> **Exercise description**:
Verbatim transcription of the listing is needed.

> **Data**:
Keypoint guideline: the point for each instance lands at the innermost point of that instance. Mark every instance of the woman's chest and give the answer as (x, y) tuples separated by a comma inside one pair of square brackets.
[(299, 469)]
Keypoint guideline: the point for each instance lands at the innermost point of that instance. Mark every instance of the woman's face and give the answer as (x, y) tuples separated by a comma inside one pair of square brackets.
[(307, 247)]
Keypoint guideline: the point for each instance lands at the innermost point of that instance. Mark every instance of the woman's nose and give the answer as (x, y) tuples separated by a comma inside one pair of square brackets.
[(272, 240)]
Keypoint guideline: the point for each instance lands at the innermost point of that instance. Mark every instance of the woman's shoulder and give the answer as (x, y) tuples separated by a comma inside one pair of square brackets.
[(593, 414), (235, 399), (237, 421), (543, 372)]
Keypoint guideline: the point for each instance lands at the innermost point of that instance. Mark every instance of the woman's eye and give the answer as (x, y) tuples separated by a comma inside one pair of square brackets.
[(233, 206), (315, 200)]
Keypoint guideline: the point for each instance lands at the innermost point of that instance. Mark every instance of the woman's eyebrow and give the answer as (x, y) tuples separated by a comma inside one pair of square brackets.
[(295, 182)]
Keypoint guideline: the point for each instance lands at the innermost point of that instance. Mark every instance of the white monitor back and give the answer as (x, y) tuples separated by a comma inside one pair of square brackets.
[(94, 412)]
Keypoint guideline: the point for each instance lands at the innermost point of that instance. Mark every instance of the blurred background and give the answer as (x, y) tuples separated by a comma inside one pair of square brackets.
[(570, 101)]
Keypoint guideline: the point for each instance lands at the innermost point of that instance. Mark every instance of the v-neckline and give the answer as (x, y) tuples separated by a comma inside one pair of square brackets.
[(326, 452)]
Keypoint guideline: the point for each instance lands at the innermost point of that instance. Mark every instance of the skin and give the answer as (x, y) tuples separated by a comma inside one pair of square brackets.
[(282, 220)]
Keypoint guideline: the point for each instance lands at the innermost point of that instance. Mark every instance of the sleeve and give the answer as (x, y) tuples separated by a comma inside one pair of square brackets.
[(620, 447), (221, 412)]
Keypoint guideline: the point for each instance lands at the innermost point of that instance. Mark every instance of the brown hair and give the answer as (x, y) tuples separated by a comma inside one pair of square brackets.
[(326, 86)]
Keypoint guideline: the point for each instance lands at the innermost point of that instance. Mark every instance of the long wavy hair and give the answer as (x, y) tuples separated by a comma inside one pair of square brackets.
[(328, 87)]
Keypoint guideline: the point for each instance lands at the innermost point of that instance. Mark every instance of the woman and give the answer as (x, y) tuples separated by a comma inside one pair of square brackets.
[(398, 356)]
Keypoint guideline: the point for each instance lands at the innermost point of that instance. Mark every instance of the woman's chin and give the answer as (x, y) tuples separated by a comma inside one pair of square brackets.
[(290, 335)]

> **Response area**:
Keypoint guideline: the point for each instance lands at the innermost point of that instance. Mark every instance of the woman's chest and give the answer as (x, y) tuples separated by a comma inside one pair of square brackets.
[(299, 469)]
Keypoint guideline: the point for each instance lands at the innermost point of that instance. Mark every instance of the woman's face and give the answer as (x, y) tuples separated by a comma inside one pair of square brackets.
[(307, 247)]
Keypoint guideline: the point for each instance lands at the innermost point of that instance. Mark every instance of the woman's nose and give the answer as (x, y) tuples separated by a comma inside one pair of square brackets.
[(272, 240)]
Keypoint guideline: the point for each instance lands at the innermost point of that instance. Mark every instance of the woman's shoulder and give the answer as (x, y) tuples separated by a comma inside one pair of square brackets.
[(593, 414), (235, 399), (237, 421), (543, 372)]
Keypoint guideline: the point for each instance lands at the innermost point of that instance. Mark every instance of the woman's eye and give the answer as (x, y) tuples separated by a comma inside one pair of square brackets.
[(233, 206), (315, 200)]
Keypoint guideline: the point for each instance lands at the innermost point of that instance. Mark every instance of the woman's eyebrow and give the answer as (x, y) tuples separated by a comma inside one pair of square brackets.
[(295, 182)]
Keypoint guideline: the point for each instance lands at the innermost point of that instance. Mark every instance of the white monitor back and give the answer as (x, y) tuples separated by a comma inside one pair of square brackets.
[(94, 412)]
Keypoint guideline: the point for each instance lands at the innermost point of that instance. Mark every instance of the blurred background and give the answer as (x, y) tuples separated by a comma inside one pair of square brackets.
[(570, 101)]
Keypoint guideline: the point for each instance lands at the innermost point of that instance. Mark every instance of the v-neckline and give the answer as (x, y) tuples separated by a comma inside one pair of square brackets.
[(326, 452)]
Keypoint guideline: the point for each instance lands at the innermost point of that instance. Mark every instance of the skin and give the answer as (x, y) tuples separated by a comma inside one pair of square brackets.
[(282, 220)]
Keypoint guideline: the point for each instance lands at the innermost point of that instance. Mark every instance of the sleeve and give the answer as (x, y) tuples separated by a comma inside one pair of square brackets.
[(620, 447), (221, 412)]
Keypoint guideline: the point for each instance lands at the innermost point of that instance. Mark every instance of the brown hair and give the answer as (x, y) tuples separated by a comma inside one pair of square brackets.
[(326, 86)]
Keypoint guideline: the point for each instance lands at the innermost point of that instance. Mark every instance of the long wavy hair and give the answer as (x, y) tuples separated by a comma inside one pair of square brackets.
[(328, 87)]
Keypoint guideline: the point for each instance lands at the innermost point of that instance. Mark every instance of the woman and give the answer as (x, y) tuples separated by a comma inside one pair of square brackets.
[(398, 356)]
Keypoint guideline: the point for each instance lands at the innermost point of that instance. Mark every instance of the woman's chin and give the answer as (x, y) tuples separated by a comma inside one pair of square brackets.
[(290, 335)]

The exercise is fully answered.